[Supplied data Boundary: Start]

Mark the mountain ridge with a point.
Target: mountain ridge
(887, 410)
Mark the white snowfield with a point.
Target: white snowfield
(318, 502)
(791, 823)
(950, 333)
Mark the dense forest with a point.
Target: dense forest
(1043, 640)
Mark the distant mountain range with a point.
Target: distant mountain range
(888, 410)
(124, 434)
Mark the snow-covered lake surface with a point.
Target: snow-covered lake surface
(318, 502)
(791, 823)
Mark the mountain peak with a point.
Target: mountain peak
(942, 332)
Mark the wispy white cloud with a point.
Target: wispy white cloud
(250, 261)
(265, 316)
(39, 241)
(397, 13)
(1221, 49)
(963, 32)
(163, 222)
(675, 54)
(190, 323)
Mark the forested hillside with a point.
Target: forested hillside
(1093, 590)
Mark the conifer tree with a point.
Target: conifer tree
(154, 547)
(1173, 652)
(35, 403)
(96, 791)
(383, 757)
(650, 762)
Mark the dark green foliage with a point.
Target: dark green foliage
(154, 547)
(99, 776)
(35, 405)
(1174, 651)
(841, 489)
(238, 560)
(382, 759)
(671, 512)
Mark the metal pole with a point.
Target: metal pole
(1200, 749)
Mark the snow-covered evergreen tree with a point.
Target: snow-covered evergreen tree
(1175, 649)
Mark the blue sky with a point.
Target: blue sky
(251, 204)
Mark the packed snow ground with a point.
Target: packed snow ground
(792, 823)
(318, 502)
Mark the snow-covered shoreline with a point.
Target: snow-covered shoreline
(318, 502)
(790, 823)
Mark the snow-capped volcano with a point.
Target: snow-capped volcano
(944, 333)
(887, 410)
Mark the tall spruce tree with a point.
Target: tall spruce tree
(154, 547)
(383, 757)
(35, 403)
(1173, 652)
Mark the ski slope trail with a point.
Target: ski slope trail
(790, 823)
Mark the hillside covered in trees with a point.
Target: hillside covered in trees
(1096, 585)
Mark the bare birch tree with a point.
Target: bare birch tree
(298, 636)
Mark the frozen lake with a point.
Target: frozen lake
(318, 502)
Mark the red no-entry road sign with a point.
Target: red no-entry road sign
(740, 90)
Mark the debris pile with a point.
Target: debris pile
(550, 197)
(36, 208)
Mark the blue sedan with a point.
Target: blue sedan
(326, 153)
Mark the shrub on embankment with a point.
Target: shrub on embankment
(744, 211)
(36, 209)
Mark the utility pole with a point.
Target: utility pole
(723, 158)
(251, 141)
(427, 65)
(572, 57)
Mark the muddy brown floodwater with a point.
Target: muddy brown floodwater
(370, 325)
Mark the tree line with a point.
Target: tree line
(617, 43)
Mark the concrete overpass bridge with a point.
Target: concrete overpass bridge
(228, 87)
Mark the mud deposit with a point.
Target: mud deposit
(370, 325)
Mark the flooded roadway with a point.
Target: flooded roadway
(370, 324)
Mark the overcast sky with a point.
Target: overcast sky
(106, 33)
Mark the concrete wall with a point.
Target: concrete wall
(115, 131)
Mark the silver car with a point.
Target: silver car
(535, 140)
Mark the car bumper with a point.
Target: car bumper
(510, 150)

[Supplied data Boundary: End]

Work required - Could you write out all the entries exactly as given?

Exercise solution -
Mark the mountain ridge with a point.
Target: mountain ridge
(887, 410)
Mark the white snowfield with a point.
Target: white snowfield
(318, 502)
(791, 823)
(950, 333)
Mark the dense forest with a point.
Target: dense forest
(1043, 640)
Mark the distant mountain range with a point.
Target: distant mountain range
(888, 410)
(124, 434)
Mark the snow-covered lake surface with a point.
Target: snow-covered lake surface
(318, 502)
(791, 823)
Mark the mountain peak with a point.
Target: mountain peak
(942, 332)
Mark the wispy white cloud with a point.
Target: wispy white cloud
(250, 261)
(265, 316)
(39, 241)
(397, 13)
(1221, 49)
(963, 32)
(163, 222)
(675, 54)
(190, 323)
Mark the forested hillside with a point.
Target: forested hillside
(1093, 590)
Mark the conifer tree with a point.
Target: conifer tree
(154, 547)
(1173, 652)
(35, 403)
(96, 791)
(383, 757)
(650, 762)
Mark the dark green foliage with a point.
Target: dark green foliage
(154, 547)
(99, 776)
(35, 405)
(1174, 651)
(841, 489)
(238, 560)
(382, 759)
(671, 512)
Mark the metal pole with a point.
Target: metal pole
(1200, 749)
Mark the snow-covered evergreen tree with a point.
Target: snow-covered evergreen tree
(1175, 649)
Mark the blue sky with a point.
Target: blue sky
(251, 204)
Mark the packed snow ground with a point.
Target: packed snow ground
(792, 823)
(318, 502)
Mark the snow-covered shoreline with a point.
Target: snow-covered shoreline
(318, 502)
(790, 823)
Mark the snow-capped volcano with a point.
Target: snow-capped volcano
(944, 333)
(887, 410)
Mark the tall spruce tree with a point.
Target: tall spruce tree
(154, 547)
(383, 757)
(35, 403)
(1173, 652)
Mark the ski slope trail with a point.
Target: ski slope trail
(790, 823)
Mark the hillside covered in trees with a point.
Target: hillside covered in trees
(1096, 585)
Mark the bare birch tree with a point.
Target: bare birch tree
(298, 636)
Mark the frozen lake with a point.
Target: frozen lake
(318, 502)
Mark the red no-entry road sign with a point.
Target: red no-entry road sign
(740, 90)
Mark the debris pile with a point.
Target: debris pile
(550, 197)
(36, 208)
Mark the blue sedan with a point.
Target: blue sedan
(326, 153)
Mark the shrub on embankment with a point.
Target: shrub on embankment
(744, 211)
(36, 209)
Mark the utility pole with a point.
Target: utility pole
(723, 158)
(251, 141)
(427, 65)
(572, 57)
Mark the muddy brown floodwater with a point.
Target: muddy brown floodwater
(370, 325)
Mark the tree line with a point.
Target: tree line
(617, 43)
Mark the concrete overpass bridge with a point.
Target: concrete overpass bridge
(228, 87)
Mark the mud deposit with a point.
Target: mud deposit
(370, 325)
Mark the flooded roadway with a point.
Target: flooded roadway
(370, 324)
Mark the overcast sky with a point.
Target: overcast sky
(106, 33)
Mark the concrete wall with a point.
Target: concrete wall
(115, 131)
Mark the silver car with a point.
Target: silver car
(535, 140)
Mark the car bumper with a point.
Target: car bumper
(510, 150)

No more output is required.